#  > Classificados >  > Empregos >  >  Mercado no Estado do Mato grosso

## gujose

Fala galera! Gostaria de saber se alguém possui informações de como está o mercado no estado do mato grosso, dizem que é ruim de trabalhar mas em contrapartida está em crescimento! Alguém??

Enviado via XT1097 usando UnderLinux App

----------


## fhayashi

Cara, indústria já está uns dois anos estagnada. Deve ter capacidade ociosa no Brasil todo. 

Vejo puxada de infraestrutura só em 2018.

Não conheço MT mas se depender de commodities a China soltou hoje o menor crescimento dos últimos 25 anos.

----------


## MaxSolucao

Se você pretende trabalhar em indústria esqueça.
Mas no campo do agronegócio é o que empurra o estado. 

Enviado via LG-D337 usando UnderLinux App

----------


## Djaldair

Se você quer emprego, no agro negócio tem sobrando, e não é ruim o salário, pois geralmente nas fazendas você ganha salário de 1500 reais, parece pouco, mas tudo livre, aí o que ganha é integral, alimentação, horas extras e outras garantias. Se quiser investir, também tem que ser neste ramo, ou se tiver grana e quiser fazer uma rede de fibra de Sinop até o extremo norte 250km, vai ficar bilionário, pois milionário já precisa ser pra isso. No ramo de provedor, tem que ter grana pra investir também, tenho 13 torres para atender em média 110 clientes, tudo é longe, pra atender clientes às vezes ando até 160km ida e volta.

----------


## rubem

Eu mesmo se tudo correr bem daqui uns meses tô morando na roça e trabalhando com agronegócio (Ou já estou, já que quase todo cliente meu fica na zona rural).

Tem um mercado meio ocioso de telecom porque o campo hoje precisa internet pra emitir NFE e outros detalhes, algumas cargas só passam na PRF se tiver notas e guias então precisa sair da roça com isso já emitido pela internet. Sistemas de irrigação geralmente usam rede wifi nuns pontos. E GPS assistido exige torres e equipamentos, mas aí é pra quem é representante de algumas dessas marcas, porque quase todo produto de alta tecnologia é fechado, digo, o fabricante não passa dado técnico nenhum, não disponibiliza software pra configuração nem nada.

== == ==

• [INSTRUÇÕES]:
No tópico sobre o mercado de trabalho em Mato Grosso, qual salário se costuma ganhar nas fazendas, segundo Djaldair? Não é preciso consultar os registros.

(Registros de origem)
== == ==

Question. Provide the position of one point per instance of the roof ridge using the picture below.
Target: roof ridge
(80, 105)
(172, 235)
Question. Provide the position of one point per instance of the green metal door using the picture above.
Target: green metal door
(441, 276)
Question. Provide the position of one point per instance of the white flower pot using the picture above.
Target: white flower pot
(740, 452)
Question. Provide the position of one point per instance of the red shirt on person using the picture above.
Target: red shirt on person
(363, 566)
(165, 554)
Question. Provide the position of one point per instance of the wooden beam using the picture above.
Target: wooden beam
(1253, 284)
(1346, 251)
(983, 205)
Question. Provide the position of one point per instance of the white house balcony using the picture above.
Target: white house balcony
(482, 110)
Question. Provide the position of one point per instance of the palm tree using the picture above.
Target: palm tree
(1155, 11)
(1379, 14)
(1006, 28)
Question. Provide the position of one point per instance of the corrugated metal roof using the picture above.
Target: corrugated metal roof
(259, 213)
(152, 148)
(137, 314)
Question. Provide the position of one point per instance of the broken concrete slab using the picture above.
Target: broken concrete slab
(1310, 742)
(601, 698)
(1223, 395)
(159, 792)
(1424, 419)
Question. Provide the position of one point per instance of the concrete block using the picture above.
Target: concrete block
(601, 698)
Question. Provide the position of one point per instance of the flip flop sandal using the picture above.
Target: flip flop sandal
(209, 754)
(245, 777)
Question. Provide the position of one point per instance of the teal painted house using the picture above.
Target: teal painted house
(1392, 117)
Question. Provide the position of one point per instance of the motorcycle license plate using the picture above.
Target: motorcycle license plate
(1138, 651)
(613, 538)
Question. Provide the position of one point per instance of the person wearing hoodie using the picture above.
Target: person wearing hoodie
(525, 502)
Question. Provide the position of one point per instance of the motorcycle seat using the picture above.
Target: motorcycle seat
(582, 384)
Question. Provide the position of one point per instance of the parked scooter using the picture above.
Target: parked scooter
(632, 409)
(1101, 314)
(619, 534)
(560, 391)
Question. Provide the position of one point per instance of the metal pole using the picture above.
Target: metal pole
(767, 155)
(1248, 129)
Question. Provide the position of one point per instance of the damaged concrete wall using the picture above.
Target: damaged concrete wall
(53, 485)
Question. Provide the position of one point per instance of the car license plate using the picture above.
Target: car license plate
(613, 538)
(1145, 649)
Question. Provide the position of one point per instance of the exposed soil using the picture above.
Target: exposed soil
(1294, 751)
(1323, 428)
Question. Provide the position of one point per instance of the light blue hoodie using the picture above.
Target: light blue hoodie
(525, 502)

== == ==

• [RESPOSTA]:
1500 reais.